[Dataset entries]
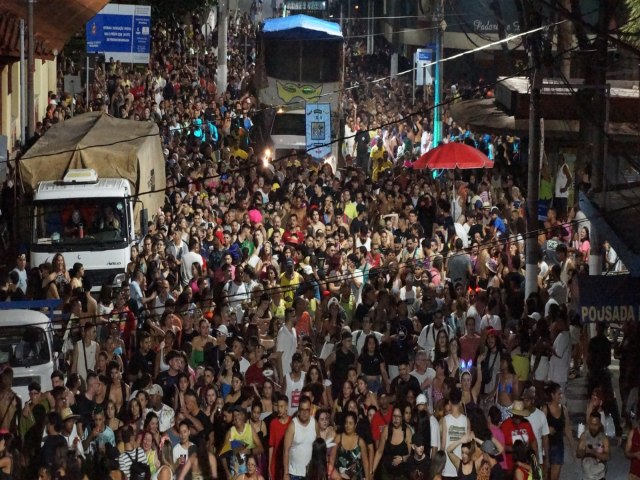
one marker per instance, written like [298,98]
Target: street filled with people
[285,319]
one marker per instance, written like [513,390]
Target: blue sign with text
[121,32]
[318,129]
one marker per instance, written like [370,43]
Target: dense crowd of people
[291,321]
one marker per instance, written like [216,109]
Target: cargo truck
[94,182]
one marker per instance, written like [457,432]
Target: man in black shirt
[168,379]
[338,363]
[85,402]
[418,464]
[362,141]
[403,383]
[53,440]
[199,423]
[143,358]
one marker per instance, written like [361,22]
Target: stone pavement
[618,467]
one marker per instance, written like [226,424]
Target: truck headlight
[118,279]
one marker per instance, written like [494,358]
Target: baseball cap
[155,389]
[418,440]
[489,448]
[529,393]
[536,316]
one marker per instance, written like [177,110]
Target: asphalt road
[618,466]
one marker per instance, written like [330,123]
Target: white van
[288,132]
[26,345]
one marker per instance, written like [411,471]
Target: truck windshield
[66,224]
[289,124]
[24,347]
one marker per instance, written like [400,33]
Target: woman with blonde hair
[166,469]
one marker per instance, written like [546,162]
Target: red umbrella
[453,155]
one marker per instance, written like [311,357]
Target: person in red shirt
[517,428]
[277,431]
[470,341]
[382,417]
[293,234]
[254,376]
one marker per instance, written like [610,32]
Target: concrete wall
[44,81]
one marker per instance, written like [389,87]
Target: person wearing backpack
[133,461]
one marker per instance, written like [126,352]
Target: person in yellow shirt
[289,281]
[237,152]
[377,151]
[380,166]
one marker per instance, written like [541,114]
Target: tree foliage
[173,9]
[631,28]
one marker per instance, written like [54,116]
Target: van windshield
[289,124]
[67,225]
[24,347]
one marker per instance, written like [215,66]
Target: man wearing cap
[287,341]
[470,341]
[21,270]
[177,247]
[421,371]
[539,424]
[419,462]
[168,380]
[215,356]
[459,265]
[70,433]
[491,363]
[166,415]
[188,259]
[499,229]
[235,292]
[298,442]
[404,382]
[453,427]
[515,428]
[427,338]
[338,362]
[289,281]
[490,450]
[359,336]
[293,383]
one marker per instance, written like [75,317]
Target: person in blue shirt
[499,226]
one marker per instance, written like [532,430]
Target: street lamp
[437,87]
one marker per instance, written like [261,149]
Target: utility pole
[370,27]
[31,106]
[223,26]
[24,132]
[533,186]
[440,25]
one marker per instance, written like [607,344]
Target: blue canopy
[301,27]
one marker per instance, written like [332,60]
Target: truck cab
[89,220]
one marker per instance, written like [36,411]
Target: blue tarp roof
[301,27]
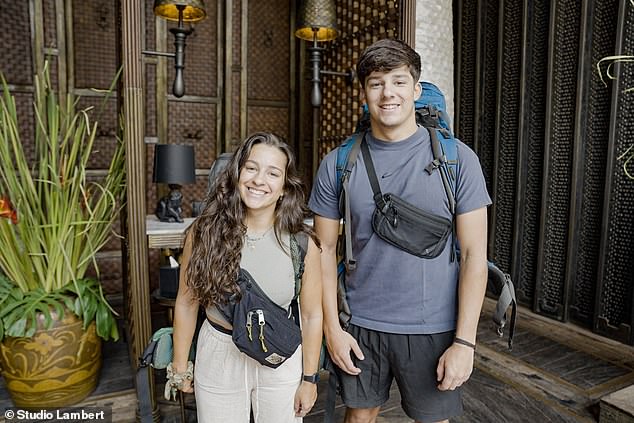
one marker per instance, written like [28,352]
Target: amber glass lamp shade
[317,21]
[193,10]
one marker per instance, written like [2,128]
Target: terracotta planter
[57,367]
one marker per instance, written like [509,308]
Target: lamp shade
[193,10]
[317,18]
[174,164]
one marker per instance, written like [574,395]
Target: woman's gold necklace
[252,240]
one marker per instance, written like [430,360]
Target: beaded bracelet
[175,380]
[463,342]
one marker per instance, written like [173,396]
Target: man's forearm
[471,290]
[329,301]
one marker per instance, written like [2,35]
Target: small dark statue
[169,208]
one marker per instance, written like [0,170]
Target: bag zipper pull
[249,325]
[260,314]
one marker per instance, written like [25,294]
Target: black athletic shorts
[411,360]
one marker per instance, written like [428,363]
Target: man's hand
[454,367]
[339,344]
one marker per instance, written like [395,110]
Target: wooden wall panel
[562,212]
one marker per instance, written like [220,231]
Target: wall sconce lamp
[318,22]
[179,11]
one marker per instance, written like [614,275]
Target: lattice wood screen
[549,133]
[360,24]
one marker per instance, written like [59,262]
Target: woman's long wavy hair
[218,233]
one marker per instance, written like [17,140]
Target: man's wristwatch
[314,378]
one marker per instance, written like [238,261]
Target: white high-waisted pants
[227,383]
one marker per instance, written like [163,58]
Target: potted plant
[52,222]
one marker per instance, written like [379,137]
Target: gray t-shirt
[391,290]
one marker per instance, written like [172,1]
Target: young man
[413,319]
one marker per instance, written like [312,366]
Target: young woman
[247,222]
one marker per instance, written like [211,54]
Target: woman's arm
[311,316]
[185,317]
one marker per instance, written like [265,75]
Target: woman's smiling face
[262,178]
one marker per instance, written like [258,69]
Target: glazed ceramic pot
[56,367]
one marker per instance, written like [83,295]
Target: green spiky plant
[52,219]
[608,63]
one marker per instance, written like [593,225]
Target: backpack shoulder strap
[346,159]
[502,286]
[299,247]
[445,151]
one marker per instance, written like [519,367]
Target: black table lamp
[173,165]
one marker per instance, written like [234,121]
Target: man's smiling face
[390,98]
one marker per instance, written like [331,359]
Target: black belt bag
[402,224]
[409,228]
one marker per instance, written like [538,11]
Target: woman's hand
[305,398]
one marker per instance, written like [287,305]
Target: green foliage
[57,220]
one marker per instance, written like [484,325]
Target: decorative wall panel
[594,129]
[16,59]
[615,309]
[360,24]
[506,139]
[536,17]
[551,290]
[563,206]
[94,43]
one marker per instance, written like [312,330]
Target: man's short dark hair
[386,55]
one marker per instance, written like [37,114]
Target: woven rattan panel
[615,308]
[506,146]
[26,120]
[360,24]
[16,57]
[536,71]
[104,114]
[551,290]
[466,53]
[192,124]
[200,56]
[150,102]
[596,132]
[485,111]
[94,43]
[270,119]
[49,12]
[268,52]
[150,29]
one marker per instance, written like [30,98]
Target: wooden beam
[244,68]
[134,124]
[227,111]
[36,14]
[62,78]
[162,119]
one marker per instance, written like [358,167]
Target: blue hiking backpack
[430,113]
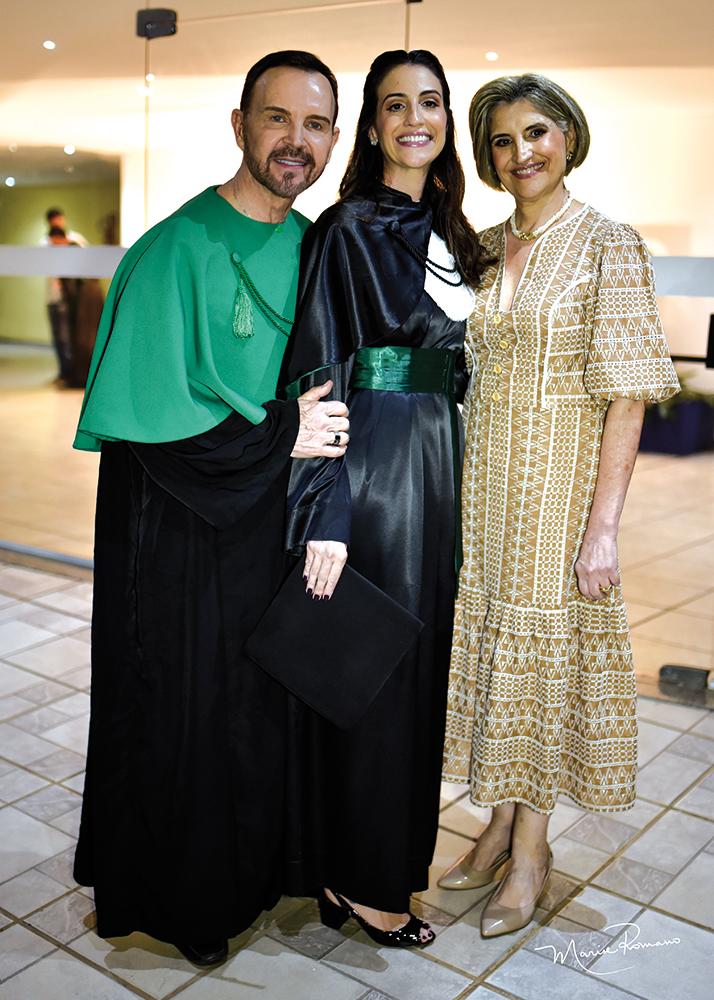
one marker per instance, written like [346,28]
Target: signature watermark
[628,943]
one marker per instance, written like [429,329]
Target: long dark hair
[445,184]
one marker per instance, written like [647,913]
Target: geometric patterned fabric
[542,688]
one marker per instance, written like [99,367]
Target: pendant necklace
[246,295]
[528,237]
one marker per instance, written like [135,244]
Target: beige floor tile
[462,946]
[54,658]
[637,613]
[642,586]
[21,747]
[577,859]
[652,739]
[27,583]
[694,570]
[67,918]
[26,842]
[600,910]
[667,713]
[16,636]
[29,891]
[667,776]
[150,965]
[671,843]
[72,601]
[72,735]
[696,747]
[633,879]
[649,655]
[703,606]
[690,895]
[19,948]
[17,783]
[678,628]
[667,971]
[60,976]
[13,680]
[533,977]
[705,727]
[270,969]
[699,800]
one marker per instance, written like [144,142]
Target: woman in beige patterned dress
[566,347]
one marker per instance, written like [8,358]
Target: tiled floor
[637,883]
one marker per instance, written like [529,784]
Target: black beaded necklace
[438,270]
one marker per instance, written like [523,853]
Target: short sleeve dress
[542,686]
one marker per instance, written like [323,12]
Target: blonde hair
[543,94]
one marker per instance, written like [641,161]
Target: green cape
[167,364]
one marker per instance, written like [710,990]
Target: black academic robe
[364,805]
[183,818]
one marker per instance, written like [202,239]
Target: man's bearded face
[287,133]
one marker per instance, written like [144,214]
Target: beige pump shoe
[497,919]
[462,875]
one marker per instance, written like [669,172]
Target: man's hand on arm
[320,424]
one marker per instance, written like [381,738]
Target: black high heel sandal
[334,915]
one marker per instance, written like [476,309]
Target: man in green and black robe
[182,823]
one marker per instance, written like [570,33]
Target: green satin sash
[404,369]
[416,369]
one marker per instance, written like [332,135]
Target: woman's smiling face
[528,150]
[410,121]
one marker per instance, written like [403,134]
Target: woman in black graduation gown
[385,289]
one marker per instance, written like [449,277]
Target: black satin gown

---

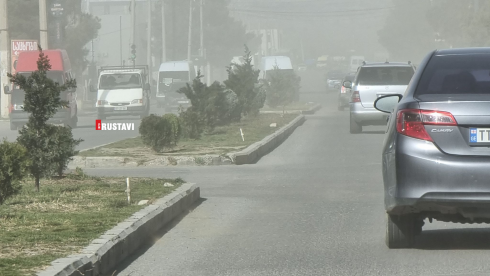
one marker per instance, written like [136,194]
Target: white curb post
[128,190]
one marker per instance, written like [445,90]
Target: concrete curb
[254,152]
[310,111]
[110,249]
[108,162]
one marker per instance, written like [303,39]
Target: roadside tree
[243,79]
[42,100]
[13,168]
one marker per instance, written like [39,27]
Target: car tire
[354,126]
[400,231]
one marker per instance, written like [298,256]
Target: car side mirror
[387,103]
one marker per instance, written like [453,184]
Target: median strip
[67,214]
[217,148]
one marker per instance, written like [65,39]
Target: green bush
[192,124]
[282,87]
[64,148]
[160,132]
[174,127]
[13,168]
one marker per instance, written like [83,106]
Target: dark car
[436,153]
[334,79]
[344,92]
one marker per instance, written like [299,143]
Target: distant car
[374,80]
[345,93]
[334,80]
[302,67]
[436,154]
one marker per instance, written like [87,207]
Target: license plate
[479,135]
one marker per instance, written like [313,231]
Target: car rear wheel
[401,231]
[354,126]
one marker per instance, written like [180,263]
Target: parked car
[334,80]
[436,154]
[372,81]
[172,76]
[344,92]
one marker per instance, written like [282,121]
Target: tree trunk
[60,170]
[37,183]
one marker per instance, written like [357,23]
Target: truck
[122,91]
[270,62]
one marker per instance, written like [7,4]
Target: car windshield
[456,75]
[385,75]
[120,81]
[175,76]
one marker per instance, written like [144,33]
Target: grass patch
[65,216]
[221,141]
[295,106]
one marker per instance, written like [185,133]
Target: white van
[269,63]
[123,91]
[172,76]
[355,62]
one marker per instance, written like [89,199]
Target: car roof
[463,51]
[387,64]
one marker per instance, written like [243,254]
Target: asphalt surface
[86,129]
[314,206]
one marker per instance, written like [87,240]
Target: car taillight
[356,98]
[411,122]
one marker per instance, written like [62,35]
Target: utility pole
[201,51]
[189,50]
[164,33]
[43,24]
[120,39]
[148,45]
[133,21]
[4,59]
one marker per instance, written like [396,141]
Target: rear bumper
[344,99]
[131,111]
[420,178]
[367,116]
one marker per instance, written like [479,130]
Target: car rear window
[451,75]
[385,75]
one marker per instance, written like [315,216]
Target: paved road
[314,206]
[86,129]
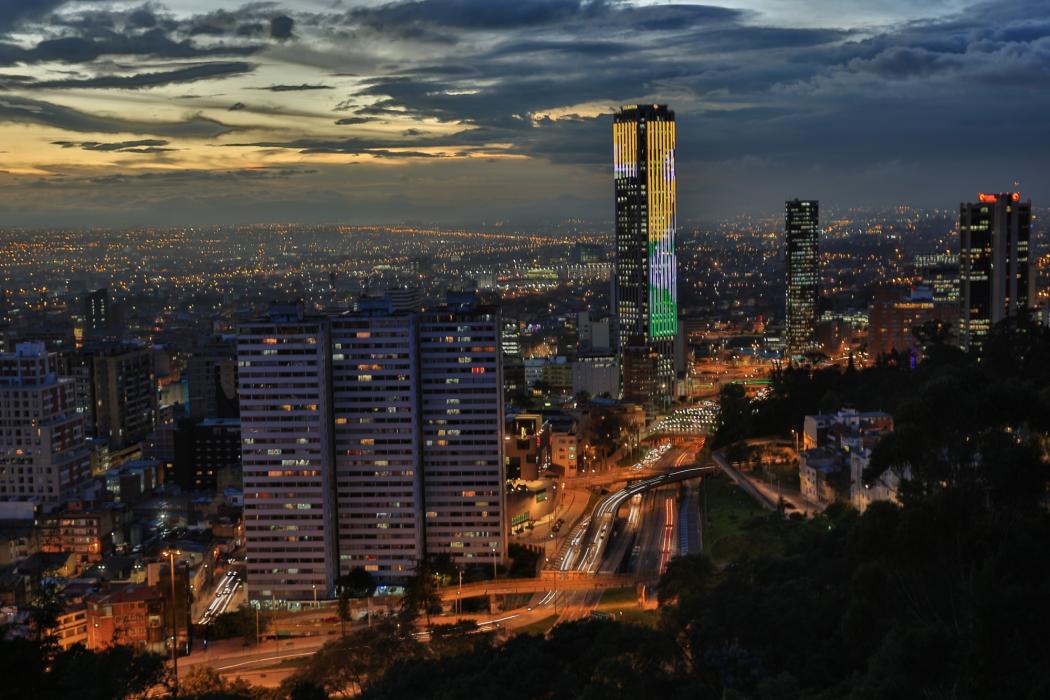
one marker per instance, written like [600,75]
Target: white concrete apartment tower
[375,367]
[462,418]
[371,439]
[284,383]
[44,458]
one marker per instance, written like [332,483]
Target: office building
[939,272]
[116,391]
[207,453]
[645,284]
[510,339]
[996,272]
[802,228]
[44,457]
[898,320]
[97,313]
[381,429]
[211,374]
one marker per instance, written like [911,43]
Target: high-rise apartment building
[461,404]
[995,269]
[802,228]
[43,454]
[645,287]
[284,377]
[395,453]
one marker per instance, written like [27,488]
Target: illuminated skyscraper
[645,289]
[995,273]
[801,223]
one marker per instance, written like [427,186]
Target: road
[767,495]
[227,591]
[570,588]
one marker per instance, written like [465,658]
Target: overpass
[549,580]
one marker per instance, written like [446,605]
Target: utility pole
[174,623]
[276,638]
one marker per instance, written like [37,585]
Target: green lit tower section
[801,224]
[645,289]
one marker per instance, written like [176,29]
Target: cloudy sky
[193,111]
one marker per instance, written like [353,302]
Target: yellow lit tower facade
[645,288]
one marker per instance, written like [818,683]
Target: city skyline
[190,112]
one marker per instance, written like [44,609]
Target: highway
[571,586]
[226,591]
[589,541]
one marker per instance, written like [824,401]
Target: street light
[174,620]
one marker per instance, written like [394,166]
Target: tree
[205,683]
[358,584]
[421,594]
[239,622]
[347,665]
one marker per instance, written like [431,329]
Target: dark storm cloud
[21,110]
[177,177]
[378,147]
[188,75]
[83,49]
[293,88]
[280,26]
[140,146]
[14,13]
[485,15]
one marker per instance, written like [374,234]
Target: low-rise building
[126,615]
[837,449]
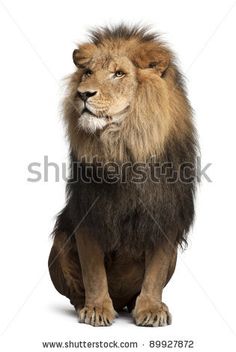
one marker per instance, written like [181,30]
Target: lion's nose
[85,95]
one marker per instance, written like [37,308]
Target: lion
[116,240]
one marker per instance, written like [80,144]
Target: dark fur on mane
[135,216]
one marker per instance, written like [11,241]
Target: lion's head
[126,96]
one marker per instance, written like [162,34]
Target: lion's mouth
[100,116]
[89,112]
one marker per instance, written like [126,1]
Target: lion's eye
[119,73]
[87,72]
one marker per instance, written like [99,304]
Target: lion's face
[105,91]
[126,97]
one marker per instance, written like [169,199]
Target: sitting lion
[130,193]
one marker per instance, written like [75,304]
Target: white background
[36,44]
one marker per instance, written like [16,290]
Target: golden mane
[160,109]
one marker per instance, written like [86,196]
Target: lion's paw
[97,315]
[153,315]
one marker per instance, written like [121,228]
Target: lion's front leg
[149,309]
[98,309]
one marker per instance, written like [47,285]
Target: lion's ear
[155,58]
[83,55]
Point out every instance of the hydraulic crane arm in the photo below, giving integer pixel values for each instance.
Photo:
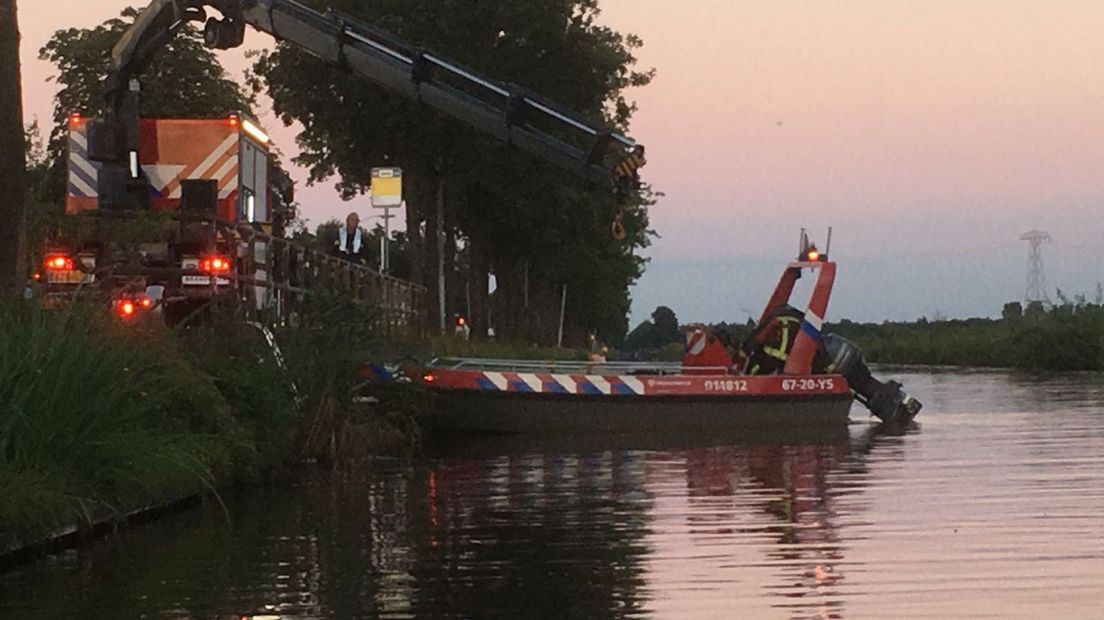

---

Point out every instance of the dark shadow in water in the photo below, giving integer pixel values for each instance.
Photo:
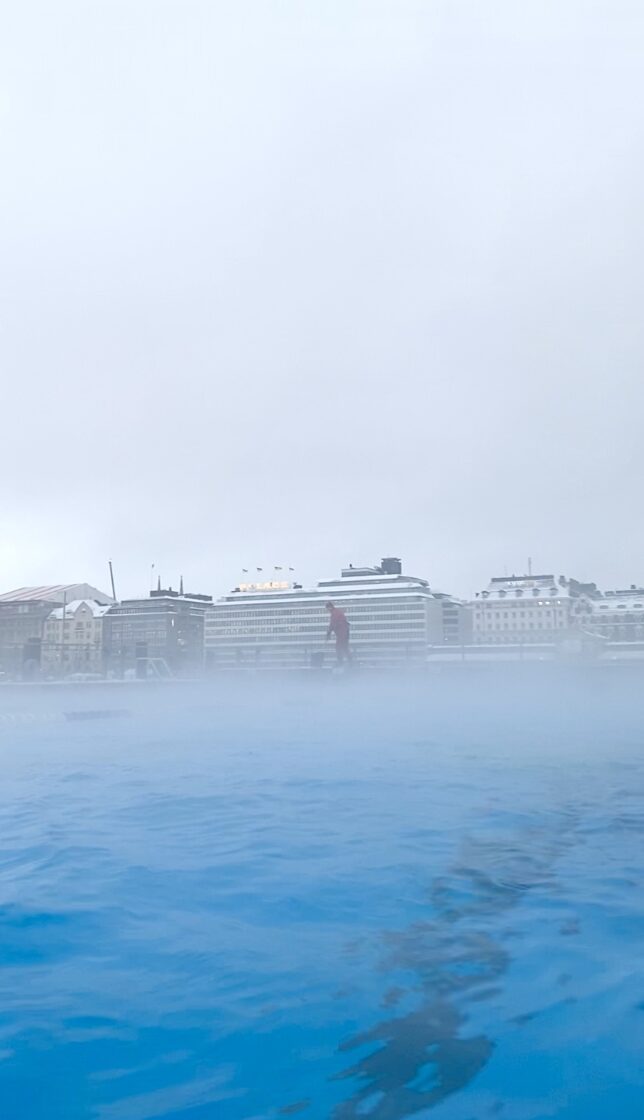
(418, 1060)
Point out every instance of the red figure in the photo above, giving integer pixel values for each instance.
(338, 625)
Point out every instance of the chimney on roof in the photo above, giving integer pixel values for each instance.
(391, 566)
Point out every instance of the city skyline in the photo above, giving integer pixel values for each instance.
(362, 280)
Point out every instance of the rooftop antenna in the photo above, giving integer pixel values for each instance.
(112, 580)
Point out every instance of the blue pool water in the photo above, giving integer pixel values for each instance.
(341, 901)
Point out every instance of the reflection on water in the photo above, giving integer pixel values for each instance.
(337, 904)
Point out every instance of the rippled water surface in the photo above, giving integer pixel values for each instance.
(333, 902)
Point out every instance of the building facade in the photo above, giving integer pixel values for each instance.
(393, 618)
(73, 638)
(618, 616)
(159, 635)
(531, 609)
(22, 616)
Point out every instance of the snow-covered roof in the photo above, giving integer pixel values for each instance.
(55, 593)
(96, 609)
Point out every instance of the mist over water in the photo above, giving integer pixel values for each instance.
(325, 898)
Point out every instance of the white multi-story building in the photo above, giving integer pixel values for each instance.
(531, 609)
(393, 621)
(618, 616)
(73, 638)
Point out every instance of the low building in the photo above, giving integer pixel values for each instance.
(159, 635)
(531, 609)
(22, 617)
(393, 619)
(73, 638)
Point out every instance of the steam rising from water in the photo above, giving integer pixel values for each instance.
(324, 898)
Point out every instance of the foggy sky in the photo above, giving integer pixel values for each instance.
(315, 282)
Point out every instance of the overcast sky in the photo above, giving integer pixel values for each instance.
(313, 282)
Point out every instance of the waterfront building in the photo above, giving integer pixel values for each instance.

EXERCISE INSTRUCTIONS | Copy the entries above exactly, but only from the line holding "Target: woman's hand" through the line holding "one marker per instance, written like [37,114]", both included.

RESULT OF THIS EXERCISE |
Target: woman's hand
[305,398]
one marker per instance, written like [287,305]
Target: green foliage
[57,220]
one marker per instance, written like [484,325]
Target: decorative wall panel
[594,129]
[16,59]
[615,309]
[360,24]
[506,139]
[536,17]
[551,290]
[563,206]
[94,43]
one marker per instance, written like [312,330]
Target: man's short dark hair
[386,55]
one marker per instance, written like [37,114]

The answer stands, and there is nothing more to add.